Could you write out, word for word, everything from the line containing "the aircraft wing" through the final line of the items below, both ends included?

▶ **Input for this task**:
(begin)
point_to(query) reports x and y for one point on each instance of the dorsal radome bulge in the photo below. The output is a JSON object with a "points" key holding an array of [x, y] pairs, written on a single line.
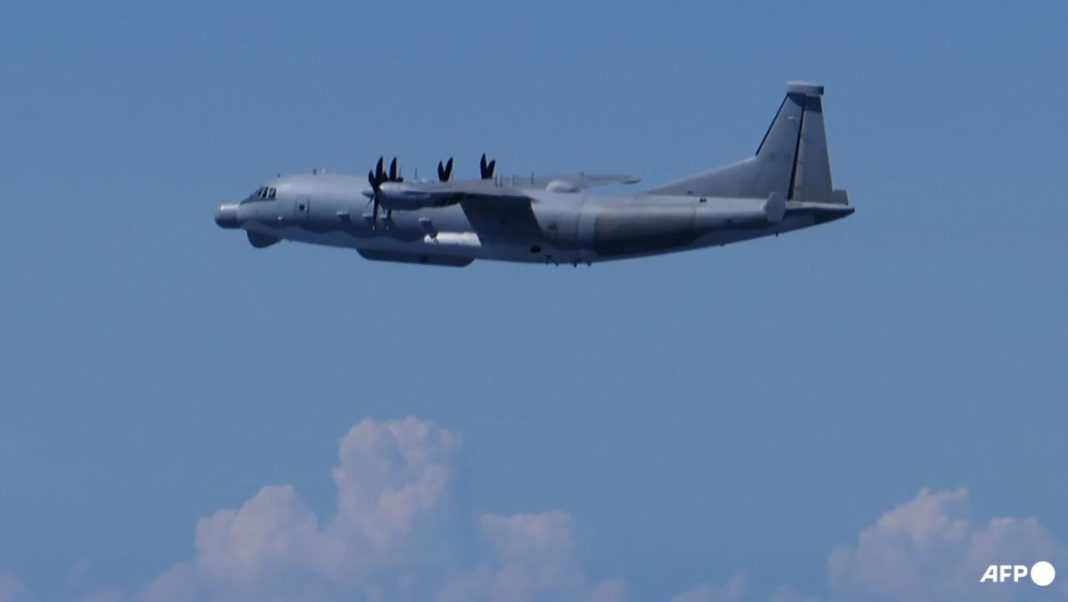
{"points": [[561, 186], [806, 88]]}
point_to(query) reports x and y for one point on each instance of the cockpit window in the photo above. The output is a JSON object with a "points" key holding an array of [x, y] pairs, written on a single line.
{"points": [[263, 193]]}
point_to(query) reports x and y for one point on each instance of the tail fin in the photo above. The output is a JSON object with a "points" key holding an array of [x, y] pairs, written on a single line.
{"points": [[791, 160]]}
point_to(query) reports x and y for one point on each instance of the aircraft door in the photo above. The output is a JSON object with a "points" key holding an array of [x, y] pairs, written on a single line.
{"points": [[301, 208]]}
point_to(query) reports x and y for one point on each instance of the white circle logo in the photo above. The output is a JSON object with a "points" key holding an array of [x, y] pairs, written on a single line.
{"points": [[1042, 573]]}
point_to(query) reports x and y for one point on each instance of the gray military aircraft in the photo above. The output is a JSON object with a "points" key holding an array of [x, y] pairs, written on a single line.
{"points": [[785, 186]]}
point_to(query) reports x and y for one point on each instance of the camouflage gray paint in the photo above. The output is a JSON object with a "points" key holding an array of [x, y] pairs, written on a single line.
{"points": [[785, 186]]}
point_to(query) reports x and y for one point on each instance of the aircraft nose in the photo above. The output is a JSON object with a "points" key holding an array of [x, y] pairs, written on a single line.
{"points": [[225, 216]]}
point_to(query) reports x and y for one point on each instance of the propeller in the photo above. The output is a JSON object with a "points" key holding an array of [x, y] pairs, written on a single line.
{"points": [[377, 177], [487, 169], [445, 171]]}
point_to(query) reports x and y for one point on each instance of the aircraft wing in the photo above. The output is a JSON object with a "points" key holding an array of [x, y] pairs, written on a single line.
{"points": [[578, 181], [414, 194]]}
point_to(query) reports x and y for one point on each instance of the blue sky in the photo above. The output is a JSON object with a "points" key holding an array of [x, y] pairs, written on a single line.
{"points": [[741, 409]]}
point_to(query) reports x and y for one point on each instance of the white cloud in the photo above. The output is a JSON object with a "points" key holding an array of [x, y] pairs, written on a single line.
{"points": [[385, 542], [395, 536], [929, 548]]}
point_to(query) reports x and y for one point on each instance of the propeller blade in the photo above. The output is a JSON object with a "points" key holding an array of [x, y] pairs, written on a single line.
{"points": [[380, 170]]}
(end)
▶ **Task result**:
point_to(query) reports x and y for one point on each instance of the aircraft wing in the photo above. The output is a JSON object with a "points" key holding an array of [x, y] pairs, written on a single line.
{"points": [[578, 181], [414, 194]]}
point_to(query) reports x and y for one point on each instance of the blue sky in the photo above. The output is a JSON object with a "points" key holding an array of [x, y] pairs, written on a single line.
{"points": [[741, 409]]}
point_to(query) reports x and y for one point on each instance of the white cloud in the photo above. The output is a JSON object with a "points" key holding an array of [x, y] pairs, written on a single line.
{"points": [[385, 542], [395, 536], [929, 548]]}
point_to(query) reports x and y for one point on each instance of the propeller blade in the photo above. The output is a JSON object with a "points" key holding an array of [x, y] pairs, written on a single line.
{"points": [[380, 170]]}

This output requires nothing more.